Begin Entries
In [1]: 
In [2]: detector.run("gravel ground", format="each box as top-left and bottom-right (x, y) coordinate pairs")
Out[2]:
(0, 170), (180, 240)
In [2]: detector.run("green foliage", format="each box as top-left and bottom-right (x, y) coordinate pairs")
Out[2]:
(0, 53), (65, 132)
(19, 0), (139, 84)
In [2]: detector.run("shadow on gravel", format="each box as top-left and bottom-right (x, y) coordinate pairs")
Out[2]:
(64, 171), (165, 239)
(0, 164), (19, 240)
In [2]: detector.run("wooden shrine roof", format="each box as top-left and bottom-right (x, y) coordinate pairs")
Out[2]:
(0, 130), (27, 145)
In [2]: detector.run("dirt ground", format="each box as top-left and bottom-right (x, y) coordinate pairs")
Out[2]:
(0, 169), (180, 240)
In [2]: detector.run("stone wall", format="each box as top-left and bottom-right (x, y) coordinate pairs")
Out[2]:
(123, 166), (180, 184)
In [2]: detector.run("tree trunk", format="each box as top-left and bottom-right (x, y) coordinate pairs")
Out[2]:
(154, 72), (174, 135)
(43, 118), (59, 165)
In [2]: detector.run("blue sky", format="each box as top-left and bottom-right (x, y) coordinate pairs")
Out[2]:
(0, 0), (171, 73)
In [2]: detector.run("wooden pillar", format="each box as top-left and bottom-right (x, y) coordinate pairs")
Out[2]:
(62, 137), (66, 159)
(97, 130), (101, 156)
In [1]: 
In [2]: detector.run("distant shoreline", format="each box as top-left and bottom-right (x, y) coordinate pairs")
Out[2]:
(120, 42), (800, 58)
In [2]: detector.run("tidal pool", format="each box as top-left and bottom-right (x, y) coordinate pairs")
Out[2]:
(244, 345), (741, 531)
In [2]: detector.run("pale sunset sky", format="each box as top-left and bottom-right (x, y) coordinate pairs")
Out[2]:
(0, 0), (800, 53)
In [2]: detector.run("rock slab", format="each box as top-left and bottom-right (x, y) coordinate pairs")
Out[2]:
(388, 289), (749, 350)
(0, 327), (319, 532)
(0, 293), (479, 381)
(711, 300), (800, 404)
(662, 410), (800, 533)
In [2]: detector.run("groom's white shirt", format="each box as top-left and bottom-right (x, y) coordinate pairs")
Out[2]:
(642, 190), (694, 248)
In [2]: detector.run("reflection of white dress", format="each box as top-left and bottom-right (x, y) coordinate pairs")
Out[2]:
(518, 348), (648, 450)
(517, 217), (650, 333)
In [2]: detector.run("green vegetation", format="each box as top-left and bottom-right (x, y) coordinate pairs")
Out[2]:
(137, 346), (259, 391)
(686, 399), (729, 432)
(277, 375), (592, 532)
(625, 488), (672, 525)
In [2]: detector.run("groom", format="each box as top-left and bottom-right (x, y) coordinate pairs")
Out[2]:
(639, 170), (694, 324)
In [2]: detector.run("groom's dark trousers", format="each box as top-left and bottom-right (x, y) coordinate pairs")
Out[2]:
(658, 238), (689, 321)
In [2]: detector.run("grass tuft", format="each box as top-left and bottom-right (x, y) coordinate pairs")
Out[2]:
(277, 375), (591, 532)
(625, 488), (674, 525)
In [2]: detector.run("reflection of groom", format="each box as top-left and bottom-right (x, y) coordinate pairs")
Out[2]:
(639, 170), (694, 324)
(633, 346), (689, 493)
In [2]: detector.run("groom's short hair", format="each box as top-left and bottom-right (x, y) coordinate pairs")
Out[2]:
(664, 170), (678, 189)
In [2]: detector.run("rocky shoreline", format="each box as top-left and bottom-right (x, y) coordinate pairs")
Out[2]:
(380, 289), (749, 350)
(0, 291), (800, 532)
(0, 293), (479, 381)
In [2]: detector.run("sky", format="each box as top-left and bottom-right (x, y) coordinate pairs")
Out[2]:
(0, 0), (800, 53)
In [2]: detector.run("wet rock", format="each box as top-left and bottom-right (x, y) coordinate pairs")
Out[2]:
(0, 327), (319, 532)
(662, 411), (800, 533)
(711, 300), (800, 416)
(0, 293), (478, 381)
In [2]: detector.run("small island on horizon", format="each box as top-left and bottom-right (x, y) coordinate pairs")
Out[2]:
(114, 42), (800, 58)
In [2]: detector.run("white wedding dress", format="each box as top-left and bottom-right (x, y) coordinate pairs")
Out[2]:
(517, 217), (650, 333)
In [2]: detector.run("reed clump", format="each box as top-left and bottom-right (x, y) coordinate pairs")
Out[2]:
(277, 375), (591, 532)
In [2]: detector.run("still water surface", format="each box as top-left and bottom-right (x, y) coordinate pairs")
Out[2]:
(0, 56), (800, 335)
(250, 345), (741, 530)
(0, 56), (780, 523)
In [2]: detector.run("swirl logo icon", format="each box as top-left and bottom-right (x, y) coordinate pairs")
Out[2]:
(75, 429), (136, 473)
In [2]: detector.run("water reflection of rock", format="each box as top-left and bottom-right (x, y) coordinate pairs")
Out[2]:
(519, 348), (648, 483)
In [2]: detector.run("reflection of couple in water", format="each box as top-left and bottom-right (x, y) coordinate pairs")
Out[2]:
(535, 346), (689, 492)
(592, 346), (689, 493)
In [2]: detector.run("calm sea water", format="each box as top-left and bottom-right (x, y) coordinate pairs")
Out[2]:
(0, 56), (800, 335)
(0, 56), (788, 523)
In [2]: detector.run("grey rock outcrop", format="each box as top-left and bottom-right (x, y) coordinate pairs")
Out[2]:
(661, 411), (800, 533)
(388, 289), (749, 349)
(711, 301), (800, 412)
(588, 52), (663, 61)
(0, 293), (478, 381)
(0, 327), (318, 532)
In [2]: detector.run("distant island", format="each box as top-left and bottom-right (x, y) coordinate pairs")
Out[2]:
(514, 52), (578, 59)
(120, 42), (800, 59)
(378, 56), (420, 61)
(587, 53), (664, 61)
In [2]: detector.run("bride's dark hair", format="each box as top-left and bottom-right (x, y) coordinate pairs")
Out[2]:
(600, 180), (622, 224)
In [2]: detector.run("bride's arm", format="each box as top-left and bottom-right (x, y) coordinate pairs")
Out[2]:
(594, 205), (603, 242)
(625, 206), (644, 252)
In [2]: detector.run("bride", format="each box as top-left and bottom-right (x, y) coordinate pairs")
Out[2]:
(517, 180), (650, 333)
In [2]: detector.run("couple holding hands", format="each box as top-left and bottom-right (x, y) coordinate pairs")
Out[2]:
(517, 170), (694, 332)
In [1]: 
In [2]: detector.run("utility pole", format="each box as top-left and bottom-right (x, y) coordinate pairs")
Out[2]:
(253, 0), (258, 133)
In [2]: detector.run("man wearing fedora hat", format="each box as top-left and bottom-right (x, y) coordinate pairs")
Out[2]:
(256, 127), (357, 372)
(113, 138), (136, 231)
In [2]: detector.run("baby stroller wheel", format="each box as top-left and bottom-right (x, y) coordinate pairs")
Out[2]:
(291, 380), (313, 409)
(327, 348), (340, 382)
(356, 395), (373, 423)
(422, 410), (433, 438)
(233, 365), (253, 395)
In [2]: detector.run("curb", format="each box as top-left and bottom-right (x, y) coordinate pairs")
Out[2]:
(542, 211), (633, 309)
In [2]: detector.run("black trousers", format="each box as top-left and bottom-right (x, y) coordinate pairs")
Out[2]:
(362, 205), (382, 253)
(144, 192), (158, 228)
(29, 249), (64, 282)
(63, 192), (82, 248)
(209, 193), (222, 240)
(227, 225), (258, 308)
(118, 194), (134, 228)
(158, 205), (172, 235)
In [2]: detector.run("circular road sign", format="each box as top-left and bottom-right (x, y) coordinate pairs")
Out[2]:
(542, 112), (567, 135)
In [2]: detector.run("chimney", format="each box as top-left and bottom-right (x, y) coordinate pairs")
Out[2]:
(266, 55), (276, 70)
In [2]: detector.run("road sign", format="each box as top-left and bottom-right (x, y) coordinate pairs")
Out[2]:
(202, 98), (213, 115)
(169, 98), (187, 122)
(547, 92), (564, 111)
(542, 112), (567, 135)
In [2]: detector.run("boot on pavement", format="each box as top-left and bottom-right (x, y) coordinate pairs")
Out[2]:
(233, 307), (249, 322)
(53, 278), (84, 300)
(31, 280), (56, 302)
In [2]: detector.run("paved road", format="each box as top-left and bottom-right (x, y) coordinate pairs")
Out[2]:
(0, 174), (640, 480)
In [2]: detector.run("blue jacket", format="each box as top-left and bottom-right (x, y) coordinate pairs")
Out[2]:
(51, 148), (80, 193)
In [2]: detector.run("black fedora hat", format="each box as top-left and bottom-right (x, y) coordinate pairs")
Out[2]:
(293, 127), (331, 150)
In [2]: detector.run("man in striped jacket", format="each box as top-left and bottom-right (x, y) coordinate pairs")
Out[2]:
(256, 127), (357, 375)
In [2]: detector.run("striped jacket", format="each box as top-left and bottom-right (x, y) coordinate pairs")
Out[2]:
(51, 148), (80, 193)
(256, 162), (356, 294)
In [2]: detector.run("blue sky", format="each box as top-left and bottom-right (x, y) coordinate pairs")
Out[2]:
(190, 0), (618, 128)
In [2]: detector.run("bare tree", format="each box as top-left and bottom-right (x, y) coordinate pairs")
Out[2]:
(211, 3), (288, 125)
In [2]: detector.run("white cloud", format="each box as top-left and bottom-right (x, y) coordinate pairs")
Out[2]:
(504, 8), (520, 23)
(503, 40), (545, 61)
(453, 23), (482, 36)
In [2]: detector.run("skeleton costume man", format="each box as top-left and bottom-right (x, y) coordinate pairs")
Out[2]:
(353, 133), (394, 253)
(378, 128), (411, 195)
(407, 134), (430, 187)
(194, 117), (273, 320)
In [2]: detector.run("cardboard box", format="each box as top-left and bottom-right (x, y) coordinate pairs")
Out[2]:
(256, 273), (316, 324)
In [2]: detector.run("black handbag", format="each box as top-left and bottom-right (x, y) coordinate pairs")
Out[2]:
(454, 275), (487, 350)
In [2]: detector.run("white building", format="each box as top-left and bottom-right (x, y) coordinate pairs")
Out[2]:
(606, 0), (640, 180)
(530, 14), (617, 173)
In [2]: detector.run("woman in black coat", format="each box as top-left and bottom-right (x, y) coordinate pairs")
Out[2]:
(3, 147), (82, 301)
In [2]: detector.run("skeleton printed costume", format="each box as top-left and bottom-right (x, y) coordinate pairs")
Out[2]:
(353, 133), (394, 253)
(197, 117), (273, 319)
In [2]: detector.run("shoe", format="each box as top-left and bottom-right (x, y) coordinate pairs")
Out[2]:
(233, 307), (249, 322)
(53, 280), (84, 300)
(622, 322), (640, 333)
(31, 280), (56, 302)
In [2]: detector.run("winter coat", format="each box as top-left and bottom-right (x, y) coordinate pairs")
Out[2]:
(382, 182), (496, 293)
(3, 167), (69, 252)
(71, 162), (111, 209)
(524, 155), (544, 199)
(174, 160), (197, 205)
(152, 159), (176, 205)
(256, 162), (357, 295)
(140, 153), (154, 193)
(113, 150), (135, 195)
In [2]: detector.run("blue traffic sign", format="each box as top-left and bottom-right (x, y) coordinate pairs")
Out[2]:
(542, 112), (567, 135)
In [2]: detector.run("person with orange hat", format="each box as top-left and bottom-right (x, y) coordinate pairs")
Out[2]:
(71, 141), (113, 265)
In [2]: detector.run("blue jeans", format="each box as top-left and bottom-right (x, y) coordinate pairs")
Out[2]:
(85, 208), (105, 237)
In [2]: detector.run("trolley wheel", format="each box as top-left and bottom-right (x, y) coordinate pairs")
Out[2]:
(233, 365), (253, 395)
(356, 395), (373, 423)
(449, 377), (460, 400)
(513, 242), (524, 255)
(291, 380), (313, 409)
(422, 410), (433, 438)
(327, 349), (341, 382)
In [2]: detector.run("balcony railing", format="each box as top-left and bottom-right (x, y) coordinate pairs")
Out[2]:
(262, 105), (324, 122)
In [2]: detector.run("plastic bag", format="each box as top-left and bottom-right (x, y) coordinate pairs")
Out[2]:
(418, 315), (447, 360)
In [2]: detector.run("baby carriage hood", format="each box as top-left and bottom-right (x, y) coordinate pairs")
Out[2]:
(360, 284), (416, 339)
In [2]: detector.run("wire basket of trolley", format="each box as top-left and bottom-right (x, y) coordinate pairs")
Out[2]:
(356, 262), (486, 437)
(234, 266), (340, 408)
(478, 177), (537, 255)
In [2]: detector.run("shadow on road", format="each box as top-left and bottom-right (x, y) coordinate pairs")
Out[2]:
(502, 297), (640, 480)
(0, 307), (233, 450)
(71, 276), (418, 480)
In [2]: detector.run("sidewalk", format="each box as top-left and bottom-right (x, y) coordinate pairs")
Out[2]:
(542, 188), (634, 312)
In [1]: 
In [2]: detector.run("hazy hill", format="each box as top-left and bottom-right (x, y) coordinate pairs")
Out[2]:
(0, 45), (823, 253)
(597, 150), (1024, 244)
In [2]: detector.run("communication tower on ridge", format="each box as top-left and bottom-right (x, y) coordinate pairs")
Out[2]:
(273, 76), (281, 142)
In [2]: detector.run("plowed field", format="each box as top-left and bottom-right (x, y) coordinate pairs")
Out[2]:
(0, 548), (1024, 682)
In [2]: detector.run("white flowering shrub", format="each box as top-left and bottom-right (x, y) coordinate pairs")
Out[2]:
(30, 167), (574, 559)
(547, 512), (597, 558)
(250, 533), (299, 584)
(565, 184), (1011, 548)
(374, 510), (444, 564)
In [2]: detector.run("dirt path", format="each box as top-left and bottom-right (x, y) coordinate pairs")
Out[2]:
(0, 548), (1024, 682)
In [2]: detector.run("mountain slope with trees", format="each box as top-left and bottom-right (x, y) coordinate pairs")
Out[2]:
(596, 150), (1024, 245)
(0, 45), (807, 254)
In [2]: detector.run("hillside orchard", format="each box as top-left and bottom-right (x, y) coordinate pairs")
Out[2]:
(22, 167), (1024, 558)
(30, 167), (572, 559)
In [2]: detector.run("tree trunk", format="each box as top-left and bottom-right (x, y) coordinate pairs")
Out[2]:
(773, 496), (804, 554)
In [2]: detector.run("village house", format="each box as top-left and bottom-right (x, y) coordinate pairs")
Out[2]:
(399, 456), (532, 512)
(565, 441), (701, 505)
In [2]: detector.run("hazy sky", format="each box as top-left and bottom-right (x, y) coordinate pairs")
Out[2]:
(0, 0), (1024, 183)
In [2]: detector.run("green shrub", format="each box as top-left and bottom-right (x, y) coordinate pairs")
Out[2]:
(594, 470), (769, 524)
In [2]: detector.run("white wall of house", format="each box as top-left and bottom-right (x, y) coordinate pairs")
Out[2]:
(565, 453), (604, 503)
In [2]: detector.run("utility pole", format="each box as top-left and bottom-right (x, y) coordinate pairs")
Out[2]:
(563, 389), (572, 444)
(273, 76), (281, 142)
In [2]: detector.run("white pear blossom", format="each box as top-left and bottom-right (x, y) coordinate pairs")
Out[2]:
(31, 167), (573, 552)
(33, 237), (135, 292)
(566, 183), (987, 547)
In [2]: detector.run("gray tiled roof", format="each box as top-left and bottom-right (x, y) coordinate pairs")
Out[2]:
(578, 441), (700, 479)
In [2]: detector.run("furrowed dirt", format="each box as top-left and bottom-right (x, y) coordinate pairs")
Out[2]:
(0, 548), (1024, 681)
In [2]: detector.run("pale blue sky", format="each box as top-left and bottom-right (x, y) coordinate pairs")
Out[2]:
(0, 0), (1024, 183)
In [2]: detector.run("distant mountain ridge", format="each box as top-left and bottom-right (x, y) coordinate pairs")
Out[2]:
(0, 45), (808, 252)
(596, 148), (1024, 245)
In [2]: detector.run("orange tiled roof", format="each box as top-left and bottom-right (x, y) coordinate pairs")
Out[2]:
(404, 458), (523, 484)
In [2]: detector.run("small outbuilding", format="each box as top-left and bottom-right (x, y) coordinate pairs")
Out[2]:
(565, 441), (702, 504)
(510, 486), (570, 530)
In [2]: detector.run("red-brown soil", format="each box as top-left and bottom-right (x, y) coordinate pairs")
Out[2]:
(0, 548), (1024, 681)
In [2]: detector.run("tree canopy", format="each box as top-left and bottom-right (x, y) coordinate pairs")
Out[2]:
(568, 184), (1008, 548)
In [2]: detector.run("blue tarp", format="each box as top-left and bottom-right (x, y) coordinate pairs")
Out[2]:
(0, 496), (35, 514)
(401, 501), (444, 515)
End Entries
▸ **Given instruction**
Pull out each line of the listing above that contains the string "couple". Case counts.

▸ **Response to the task**
In [2]: detector.run("reflection of couple in water", format="each box as top-left and bottom-right (x, y) coordinate pairs")
In [2]: detector.run("couple holding hands", format="each box as top-left and bottom-right (x, y) coordinate pairs")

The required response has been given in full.